**Task instructions**
(1) In the passage on multi-agent debate and ensemble methods, how do ensemble methods aggregate outputs?
(2) Print the passage on multi-agent debate and ensemble methods verbatim, from "Ensemble methods aggregate" to "[Turpin et al., 2023].".

**Document segment**
Multi-agent debate systems [Du et al., 2023; Chan et al., 2023] address this by allowing multiple models to interact. However, these systems introduce feedback loops: Agent B sees Agent A's output, adjusts, and converges. This transforms independent structural observation into social convergence. Agreement in such systems is evidence that agents influenced each other — not evidence that the corpus structurally supports a particular reading. Research has shown that multi-agent debate can amplify rather than correct errors when agents share training priors [Xu et al., 2023], and that persuasion dynamics within debate can drive agents toward confident but incorrect consensus [Liang et al., 2023].
Ensemble methods aggregate outputs through voting or averaging [Wang et al., 2022]. They improve statistical robustness but aggregate answers without evidence provenance: they determine which answer is most frequent, not which answer is best supported by specific corpus passages. Multiple models may agree on an incorrect answer when they share training-distribution biases [Turpin et al., 2023].

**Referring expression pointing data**
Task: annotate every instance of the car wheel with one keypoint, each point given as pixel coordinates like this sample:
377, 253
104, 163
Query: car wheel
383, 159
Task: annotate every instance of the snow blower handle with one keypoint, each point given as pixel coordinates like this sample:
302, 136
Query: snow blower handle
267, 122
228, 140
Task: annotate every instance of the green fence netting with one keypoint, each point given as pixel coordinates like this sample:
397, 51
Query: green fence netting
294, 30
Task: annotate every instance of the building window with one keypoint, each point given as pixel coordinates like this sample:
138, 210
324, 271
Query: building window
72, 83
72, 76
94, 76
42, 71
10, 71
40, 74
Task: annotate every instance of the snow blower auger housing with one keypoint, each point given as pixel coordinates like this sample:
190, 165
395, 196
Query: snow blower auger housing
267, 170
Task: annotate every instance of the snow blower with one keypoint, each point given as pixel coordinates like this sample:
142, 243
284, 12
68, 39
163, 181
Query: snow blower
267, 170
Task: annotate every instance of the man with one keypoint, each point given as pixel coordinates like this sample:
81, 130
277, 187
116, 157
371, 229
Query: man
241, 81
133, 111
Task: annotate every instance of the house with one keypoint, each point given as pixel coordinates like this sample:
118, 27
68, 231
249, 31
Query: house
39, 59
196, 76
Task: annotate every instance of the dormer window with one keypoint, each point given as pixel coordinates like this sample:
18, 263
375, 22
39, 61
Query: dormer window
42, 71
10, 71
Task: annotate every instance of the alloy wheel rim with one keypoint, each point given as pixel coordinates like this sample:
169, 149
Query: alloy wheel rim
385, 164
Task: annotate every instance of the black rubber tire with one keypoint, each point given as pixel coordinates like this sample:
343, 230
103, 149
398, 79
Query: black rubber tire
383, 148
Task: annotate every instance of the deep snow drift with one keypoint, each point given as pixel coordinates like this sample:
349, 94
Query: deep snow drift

**Answers given**
(1) Through voting or averaging.

(2)
Ensemble methods aggregate outputs through voting or averaging [Wang et al., 2022]. They improve statistical robustness but aggregate answers without evidence provenance: they determine which answer is most frequent, not which answer is best supported by specific corpus passages. Multiple models may agree on an incorrect answer when they share training-distribution biases [Turpin et al., 2023].